What the task asks >>
Reproduce the following records exactly from the line containing "task: mark the region of the dark red sepal" onward, ending with the last line and including it.

>> BEGIN Records for the exercise

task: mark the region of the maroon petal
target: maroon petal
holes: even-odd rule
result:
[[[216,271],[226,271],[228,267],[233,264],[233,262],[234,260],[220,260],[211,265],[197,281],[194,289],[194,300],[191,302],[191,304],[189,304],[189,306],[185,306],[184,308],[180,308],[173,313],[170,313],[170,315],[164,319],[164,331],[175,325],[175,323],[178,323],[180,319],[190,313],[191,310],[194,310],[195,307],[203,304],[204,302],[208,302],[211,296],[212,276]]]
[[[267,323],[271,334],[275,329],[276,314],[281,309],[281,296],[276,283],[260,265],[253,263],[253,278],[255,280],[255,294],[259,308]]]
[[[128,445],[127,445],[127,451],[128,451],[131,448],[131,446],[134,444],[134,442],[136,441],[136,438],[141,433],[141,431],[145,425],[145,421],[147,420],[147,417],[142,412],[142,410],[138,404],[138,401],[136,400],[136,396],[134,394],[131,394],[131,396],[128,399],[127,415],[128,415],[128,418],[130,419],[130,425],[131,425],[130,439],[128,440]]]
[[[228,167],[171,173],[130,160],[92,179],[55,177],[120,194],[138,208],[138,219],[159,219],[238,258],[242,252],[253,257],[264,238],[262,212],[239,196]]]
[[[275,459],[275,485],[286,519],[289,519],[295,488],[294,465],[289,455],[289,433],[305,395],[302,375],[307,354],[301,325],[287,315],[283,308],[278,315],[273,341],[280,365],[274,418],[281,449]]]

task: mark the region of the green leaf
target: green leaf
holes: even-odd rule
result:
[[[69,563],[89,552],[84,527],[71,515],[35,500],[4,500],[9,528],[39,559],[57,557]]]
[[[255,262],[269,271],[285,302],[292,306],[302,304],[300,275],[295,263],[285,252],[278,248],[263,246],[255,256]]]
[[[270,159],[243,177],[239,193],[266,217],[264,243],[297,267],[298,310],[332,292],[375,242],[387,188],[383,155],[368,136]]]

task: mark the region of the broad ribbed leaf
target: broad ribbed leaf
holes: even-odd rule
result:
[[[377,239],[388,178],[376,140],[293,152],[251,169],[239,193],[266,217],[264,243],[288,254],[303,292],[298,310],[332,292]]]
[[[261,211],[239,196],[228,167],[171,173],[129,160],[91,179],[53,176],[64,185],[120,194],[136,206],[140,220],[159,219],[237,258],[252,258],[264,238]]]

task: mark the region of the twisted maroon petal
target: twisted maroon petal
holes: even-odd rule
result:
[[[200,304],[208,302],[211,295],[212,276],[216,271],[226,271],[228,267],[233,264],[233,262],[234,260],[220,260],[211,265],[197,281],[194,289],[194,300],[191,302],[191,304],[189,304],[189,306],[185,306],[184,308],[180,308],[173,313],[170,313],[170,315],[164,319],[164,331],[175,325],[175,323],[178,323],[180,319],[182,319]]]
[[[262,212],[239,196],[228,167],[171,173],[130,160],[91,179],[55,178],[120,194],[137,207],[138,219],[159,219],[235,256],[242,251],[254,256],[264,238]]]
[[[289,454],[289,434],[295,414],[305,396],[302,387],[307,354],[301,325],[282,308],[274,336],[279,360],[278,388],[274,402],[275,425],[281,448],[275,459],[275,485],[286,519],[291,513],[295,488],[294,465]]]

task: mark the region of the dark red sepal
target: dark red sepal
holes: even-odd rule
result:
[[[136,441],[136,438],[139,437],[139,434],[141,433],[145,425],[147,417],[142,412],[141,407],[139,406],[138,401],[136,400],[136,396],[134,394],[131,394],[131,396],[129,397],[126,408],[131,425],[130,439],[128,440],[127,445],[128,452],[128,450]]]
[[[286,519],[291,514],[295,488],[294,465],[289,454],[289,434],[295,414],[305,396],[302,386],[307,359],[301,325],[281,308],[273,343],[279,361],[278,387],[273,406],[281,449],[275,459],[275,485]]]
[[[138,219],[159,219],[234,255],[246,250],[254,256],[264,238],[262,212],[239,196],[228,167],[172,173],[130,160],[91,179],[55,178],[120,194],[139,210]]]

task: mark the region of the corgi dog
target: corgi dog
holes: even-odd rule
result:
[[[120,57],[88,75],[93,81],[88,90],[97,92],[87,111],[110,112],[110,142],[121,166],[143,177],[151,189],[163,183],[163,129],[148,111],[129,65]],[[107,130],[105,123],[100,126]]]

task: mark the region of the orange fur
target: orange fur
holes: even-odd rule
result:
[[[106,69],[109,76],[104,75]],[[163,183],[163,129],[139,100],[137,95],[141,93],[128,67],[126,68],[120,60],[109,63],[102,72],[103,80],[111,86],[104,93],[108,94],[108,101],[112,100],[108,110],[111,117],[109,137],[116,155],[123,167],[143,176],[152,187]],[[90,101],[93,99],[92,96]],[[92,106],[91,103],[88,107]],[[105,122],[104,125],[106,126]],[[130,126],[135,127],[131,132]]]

>> END Records for the exercise

Task response >>
task: mark the region of the dark red sepal
target: dark red sepal
holes: even-odd rule
result:
[[[136,441],[136,438],[139,437],[139,434],[141,433],[145,425],[147,417],[142,412],[141,407],[139,406],[138,401],[136,400],[136,396],[134,394],[131,394],[131,396],[129,397],[126,408],[131,425],[130,439],[128,440],[127,445],[128,452],[128,450]]]
[[[286,519],[291,514],[295,488],[294,465],[289,454],[289,434],[295,414],[305,396],[302,386],[307,359],[301,325],[281,308],[273,343],[279,361],[278,387],[273,406],[281,449],[275,459],[275,485]]]
[[[138,219],[159,219],[234,255],[246,250],[254,256],[264,238],[262,212],[239,196],[228,167],[172,173],[130,160],[91,179],[55,178],[120,194],[139,210]]]

task: mark the region of the corgi dog
target: corgi dog
holes: even-odd rule
result:
[[[120,57],[88,75],[93,81],[88,90],[97,92],[87,111],[110,112],[110,142],[121,166],[143,177],[151,189],[163,183],[163,129],[148,111],[129,65]],[[107,130],[105,123],[100,126]]]

task: mark the region of the orange fur
target: orange fur
holes: even-odd rule
result:
[[[106,69],[109,76],[104,75]],[[163,183],[163,129],[139,100],[137,95],[141,93],[128,67],[126,68],[120,60],[109,63],[102,72],[103,80],[111,86],[104,93],[108,94],[108,101],[112,100],[108,110],[111,117],[109,137],[116,155],[123,167],[143,176],[152,187]],[[90,101],[93,99],[92,96]],[[92,106],[91,103],[88,107]],[[105,122],[104,125],[106,126]],[[130,126],[135,127],[131,132]]]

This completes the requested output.